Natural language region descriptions
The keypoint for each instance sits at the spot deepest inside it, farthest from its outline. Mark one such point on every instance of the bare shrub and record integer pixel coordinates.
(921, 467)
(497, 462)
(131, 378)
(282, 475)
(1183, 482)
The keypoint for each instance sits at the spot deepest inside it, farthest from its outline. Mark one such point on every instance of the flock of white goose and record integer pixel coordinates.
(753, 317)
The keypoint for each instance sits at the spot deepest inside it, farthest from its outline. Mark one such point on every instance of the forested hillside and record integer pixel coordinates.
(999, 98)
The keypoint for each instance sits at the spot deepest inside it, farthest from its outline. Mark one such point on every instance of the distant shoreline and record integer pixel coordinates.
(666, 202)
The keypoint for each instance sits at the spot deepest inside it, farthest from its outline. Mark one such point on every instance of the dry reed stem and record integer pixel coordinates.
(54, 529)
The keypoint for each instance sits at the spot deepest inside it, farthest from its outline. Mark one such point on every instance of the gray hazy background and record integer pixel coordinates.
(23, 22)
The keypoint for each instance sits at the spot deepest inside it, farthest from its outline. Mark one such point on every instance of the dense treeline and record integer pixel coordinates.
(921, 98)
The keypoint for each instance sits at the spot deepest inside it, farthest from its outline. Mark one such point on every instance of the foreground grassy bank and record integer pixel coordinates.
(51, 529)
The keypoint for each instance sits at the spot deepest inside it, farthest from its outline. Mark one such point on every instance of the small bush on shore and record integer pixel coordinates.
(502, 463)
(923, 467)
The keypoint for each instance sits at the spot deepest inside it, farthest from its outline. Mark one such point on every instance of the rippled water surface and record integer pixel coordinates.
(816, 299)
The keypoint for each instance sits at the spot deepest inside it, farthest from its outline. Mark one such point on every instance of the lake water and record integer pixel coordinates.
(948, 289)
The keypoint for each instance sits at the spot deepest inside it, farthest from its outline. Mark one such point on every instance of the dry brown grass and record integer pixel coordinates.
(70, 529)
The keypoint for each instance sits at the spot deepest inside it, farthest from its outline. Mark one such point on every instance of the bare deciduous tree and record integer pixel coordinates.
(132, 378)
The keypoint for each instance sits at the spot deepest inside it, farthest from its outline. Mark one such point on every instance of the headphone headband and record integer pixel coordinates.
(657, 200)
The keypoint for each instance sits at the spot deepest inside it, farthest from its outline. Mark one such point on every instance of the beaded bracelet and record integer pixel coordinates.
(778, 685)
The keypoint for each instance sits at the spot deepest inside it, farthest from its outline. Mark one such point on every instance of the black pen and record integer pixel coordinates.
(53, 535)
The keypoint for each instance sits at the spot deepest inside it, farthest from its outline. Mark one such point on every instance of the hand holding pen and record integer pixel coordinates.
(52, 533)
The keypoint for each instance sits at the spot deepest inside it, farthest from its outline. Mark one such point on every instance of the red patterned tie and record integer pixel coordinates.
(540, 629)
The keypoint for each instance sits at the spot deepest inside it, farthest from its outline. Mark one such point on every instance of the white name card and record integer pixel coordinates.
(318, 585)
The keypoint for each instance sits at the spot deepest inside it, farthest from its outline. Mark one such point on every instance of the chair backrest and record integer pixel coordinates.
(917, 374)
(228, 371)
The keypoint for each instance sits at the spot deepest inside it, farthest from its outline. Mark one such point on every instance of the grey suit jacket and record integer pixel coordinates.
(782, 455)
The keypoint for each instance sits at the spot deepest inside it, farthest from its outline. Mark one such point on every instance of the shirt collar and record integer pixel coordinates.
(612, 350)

* What the task requires *
Transcribe the records above with every character unchanged.

* Answer to this exercise *
The keypoint for each instance sits at the spot deepest inside it, farthest from its outline. Mark one such point on every instance of the bare shrub and record integer pixel coordinates.
(921, 467)
(497, 462)
(131, 378)
(282, 475)
(1183, 482)
The keypoint for each instance sits at the spot deepest inside it, farthest from its outline. Mark one such point on every instance of the flock of white goose and record integer pixel coordinates.
(753, 317)
The keypoint for each instance sits at the spot deepest inside it, farthest from its outline. Mark one such point on every instance of the forested hillside and record integer pixel coordinates.
(999, 98)
The keypoint for each instance sits at the spot deepest inside it, farthest from its outline. Mark one such point on every instance of the distant shoreline and record integer pixel coordinates.
(666, 202)
The keypoint for each instance sits at the spot deepest inside it, farthest from its outline. Mark one such point on every instance of the dry reed stem and record integer pixel coordinates.
(54, 529)
The keypoint for each instance sits at the spot deepest inside it, farthest from its outline. Mark one such point on every instance of the gray hazy background and record integer pixel coordinates.
(23, 22)
The keypoint for each instance sits at the spot deepest inside it, farthest from its outline. Mark one such point on every instance of the dense treeline and record integer pixel coordinates.
(921, 98)
The keypoint for each instance sits at the spot deepest inside it, farthest from its outline. Mark one such point on every instance of the foreground grassy bank and record integer pixel coordinates.
(51, 529)
The keypoint for each instance sits at the spot deepest inside it, farthest from its outline. Mark one such point on every instance of the small bush on shore and record integer pixel coordinates.
(502, 463)
(923, 467)
The keypoint for each instance sits at the spot deepest inside it, farthest from its outline. Mark one such point on every instance of the rippled water surface and record integer pixel coordinates.
(816, 299)
The keypoint for each instance sits at the spot deepest inside it, farthest from its outline. Mark one such point on every instance of the lake water and record integer pixel coordinates.
(948, 289)
The keypoint for each instance sits at the spot deepest inside it, farthest from its outline. Mark one such point on every instance of the dry brown grass and record integer pixel coordinates.
(70, 529)
The keypoint for each instance sits at the spot deepest inside it, farthest from its outline. Mark one such point on every instance of the bare deciduous tree and record integer pixel coordinates.
(132, 378)
The keypoint for each instance sits at the spot deepest inside it, farthest from its outline. Mark one such point on every instance of the headphone headband and record integer pixel coordinates.
(657, 200)
The keypoint for each instance sits at the spot deepest inside it, farthest from its outline. Mark one such point on every instance of the beaded bracelet and record integer pixel coordinates.
(778, 685)
The keypoint for each instance sits at the spot deepest inside it, farthest from its outline. Mark one such point on every instance of the black pen and record integer pixel coordinates.
(53, 535)
The keypoint for each instance sits at the spot deepest inside it, farthest from its outline. Mark one such point on every instance of the hand holding pen and record integer pixel coordinates.
(52, 533)
The keypoint for each instance sits at the spot deepest inside it, farthest from its outline. Mark one such point on every instance of the red patterned tie and record integer pixel coordinates.
(540, 629)
The keypoint for each instance sits at the spot deepest inside it, farthest from its outline. Mark one such point on every instance of the white name card and record integer pixel coordinates.
(318, 585)
The keypoint for each instance sits at the spot deepest inside it, farthest from its outline. Mark one such point on every instance of the chair backrest and record integer pixel coordinates.
(917, 374)
(228, 371)
The keypoint for each instance sits at the spot deepest inside it, farthest from its outline. Mark one such point on every instance of the grey suit jacket and record integer pixel coordinates.
(782, 455)
The keypoint for each instance sits at the spot deepest inside it, farthest from its outline. Mark one such point on every instance of the shirt collar and record integer pixel coordinates.
(612, 350)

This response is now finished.